What to do >>
a: Retype the section of the passage on faith and abuse that begins at the words "Anyone who uses" and stops after "not God’s will.".
b: Answer these questions from the passage on faith and abuse:
(i) Whom does the writer call toxic and say should be avoided at all costs?
(ii) What does the passage tell the reader to do with such people regarding their story?
(iii) Who wrote the PsychCentral article cited in note [1]?

Anyone who uses a person’s faith as a reason they should tolerate abuse is incredibly toxic & should be avoided at all costs.  While God didn’t promise this life would be easy, He never said anywhere in the Bible that tolerating abuse is good & holy.  Yet, there are many who think it is the ‘good Christian’ thing to do, tolerating abuse.  I’m no theologian, but I do recognize that tolerating & enabling abuse is not only wrong, it’s not God’s will.

If you come across these kinds of people, remember, not everyone needs to know your story.  Refuse to discuss it with them.  You don’t need to be abused even more than you already have been!”


[1]  PsychCentral, “Narcissistic Abuse and the Symptoms of Narcissistic Abuse Syndrome” by Dr. Athena Staik, 11/17, https://blogs.psychcentral.com/relationships/2017/03/narcissistic-abuse-and-the-symptoms-of-narcissist-victim-syndrome/.

Data provided >>
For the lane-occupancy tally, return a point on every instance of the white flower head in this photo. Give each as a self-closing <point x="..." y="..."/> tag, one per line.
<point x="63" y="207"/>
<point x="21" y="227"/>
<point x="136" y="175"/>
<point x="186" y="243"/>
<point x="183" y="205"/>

--

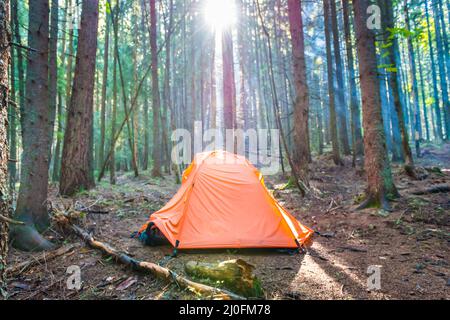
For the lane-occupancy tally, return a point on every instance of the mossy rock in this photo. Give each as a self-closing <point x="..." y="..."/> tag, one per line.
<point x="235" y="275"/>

Responses by task >>
a:
Anyone who uses a person’s faith as a reason they should tolerate abuse is incredibly toxic & should be avoided at all costs.  While God didn’t promise this life would be easy, He never said anywhere in the Bible that tolerating abuse is good & holy.  Yet, there are many who think it is the ‘good Christian’ thing to do, tolerating abuse.  I’m no theologian, but I do recognize that tolerating & enabling abuse is not only wrong, it’s not God’s will.

b:
(i) Anyone who uses a person's faith as a reason they should tolerate abuse.
(ii) Refuse to discuss it with them, remembering that not everyone needs to know your story.
(iii) Dr. Athena Staik.